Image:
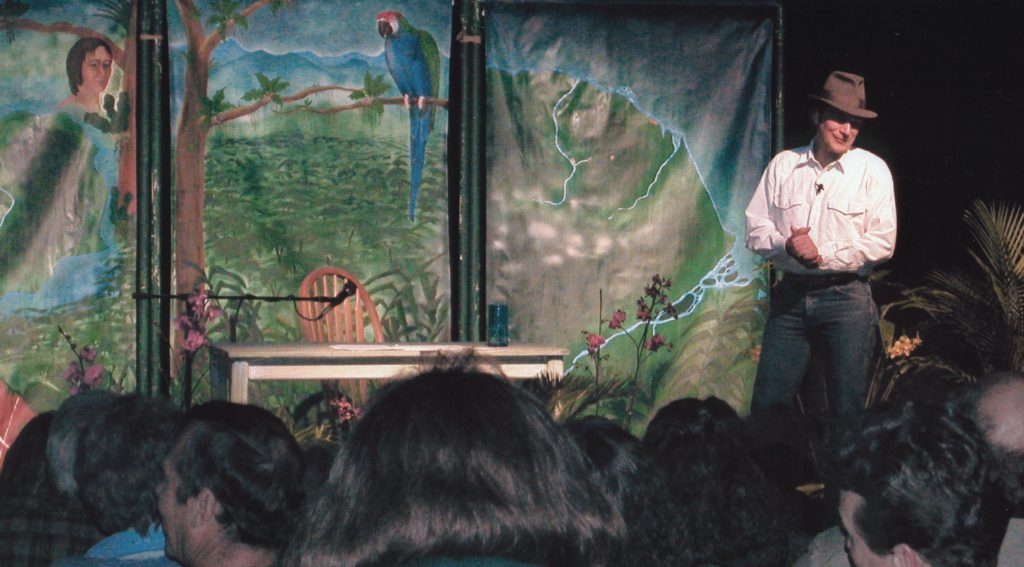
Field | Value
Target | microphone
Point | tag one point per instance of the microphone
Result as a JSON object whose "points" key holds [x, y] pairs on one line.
{"points": [[347, 291]]}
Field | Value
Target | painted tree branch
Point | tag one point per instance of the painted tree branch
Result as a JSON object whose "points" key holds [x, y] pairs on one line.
{"points": [[240, 112], [68, 28], [363, 103]]}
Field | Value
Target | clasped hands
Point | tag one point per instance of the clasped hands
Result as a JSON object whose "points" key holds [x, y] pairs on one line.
{"points": [[803, 249]]}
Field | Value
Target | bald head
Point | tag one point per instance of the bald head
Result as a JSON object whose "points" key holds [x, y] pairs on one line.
{"points": [[999, 411]]}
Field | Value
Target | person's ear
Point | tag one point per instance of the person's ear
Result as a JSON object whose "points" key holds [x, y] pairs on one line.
{"points": [[904, 556], [204, 507]]}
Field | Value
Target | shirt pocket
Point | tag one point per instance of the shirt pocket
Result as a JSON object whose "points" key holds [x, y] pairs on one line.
{"points": [[787, 212], [846, 219]]}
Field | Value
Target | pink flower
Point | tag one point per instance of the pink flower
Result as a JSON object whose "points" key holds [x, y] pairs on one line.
{"points": [[197, 300], [616, 319], [88, 354], [73, 373], [182, 322], [195, 341], [346, 409], [654, 343], [93, 375]]}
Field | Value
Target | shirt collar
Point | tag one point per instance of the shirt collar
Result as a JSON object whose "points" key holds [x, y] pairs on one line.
{"points": [[807, 158]]}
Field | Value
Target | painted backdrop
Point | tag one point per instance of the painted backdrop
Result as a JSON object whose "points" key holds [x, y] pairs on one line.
{"points": [[625, 141], [67, 187], [294, 150]]}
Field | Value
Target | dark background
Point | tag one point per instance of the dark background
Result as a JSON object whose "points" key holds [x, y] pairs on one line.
{"points": [[945, 78]]}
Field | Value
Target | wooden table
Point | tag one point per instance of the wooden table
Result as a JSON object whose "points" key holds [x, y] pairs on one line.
{"points": [[232, 366]]}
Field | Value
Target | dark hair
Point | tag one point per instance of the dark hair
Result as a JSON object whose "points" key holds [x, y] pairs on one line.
{"points": [[612, 451], [458, 463], [75, 416], [77, 54], [25, 466], [994, 405], [926, 476], [250, 462], [630, 478], [118, 462], [719, 509], [316, 460], [692, 425]]}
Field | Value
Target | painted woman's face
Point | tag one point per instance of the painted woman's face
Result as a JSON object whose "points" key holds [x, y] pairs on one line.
{"points": [[96, 69]]}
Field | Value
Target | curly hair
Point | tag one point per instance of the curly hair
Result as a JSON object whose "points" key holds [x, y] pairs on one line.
{"points": [[118, 462], [25, 467], [77, 54], [250, 462], [928, 480], [719, 508], [458, 463]]}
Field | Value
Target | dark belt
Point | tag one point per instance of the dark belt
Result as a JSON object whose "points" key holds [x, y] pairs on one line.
{"points": [[821, 281]]}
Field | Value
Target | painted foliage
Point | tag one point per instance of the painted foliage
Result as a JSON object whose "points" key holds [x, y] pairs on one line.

**What you should do:** Return all of the entries exactly as written, but drop any pictures they hold.

**Result of the task:**
Image:
Field | Value
Target | microphone
Point | tag one point per instance of the microphone
Result as a JSON object whose "points" key holds [x, y] pairs on one line.
{"points": [[347, 291]]}
Field | Value
Target | painted tree branch
Point | tag one point per instance of the painted tree branch
Result as a JSON object whose "points" key holds [x, y] pairs on one line.
{"points": [[240, 112], [68, 28], [363, 103]]}
Field | Value
Target | clasped hands
Point | tag one point per instance of the clasped hands
Result as a JSON object whose "points" key holds [x, y] pairs on one line.
{"points": [[803, 249]]}
Field | Value
Target | bald head
Point | tag one point per instance of the bald head
Result as a JSON object whose "points" key holds [x, y] pairs on one line.
{"points": [[999, 411]]}
Field | Value
Target | person's ear
Point | tag one point per instance of the person's ear
Result as a JSON object whose "points" key holds [x, y] pairs on one line.
{"points": [[904, 556], [204, 507]]}
Field | Value
Target | shirt pocket
Point | tag one point per instance of the shirt pocket
Result as a JSON object whose "points" key holds [x, y] pairs on one line.
{"points": [[787, 212], [846, 219]]}
Field | Value
Target | pink flower
Point | tag one point per instance of the pink flower
Result as a JSON object whose "points" key holds [x, y] pairs on one line.
{"points": [[197, 300], [616, 319], [88, 354], [73, 373], [182, 322], [195, 341], [346, 409], [654, 343], [93, 375]]}
Field | Value
Target | shirt collar
Point | tag one point per instance of the shirt collar
Result as a JSON object whose "points" key holds [x, y] pairs on one line.
{"points": [[807, 158]]}
Field | Value
Target | painted backdrop
Point | tag one point per instance of the painted backdrop
Result as a JSON object whose "points" key holds [x, y] pairs on one line.
{"points": [[625, 141], [67, 187], [294, 150]]}
Field | Value
Target | dark background
Point | tag one point per instance of the dark background
Result as a JSON object whose "points" key holds [x, y] pairs on one line.
{"points": [[945, 78]]}
Field | Value
Target | wooden table
Point | tag one point per instance of the wooden table
Result as a JSON object whose "points" key holds [x, y] pairs on one line.
{"points": [[232, 366]]}
Field | Value
Target | dark hair
Point | tag one point per instance of the dark hair
Result as a JSON object whose "points" key holds [x, y] pairs on one line.
{"points": [[612, 451], [458, 463], [75, 416], [77, 54], [25, 466], [994, 405], [926, 476], [250, 462], [630, 478], [118, 462], [719, 509], [316, 460], [692, 425]]}
Field | Value
Target | painted woman's face
Point | tag one point per instance of the painted woman's face
Result as a JSON object whose "points" key holds [x, y] pairs on one line.
{"points": [[96, 69]]}
Field | Value
Target | curly hair
Point | tag one point per instance of the curly hair
Result as a JSON object whose "points" key holds [x, y] pairs on one line.
{"points": [[118, 462], [25, 467], [77, 54], [250, 462], [928, 480], [719, 508], [458, 463]]}
Field | Value
Target | dark belt
Point | tag one point per instance of the dark belt
Result as a JSON object whose "points" key holds [x, y] pairs on one line.
{"points": [[821, 281]]}
Field | Value
Target | painted foliage
Point | tag one point per instance of the painted foliage
Result as a JSON object whose "points" key holds [x, y] pairs on one line.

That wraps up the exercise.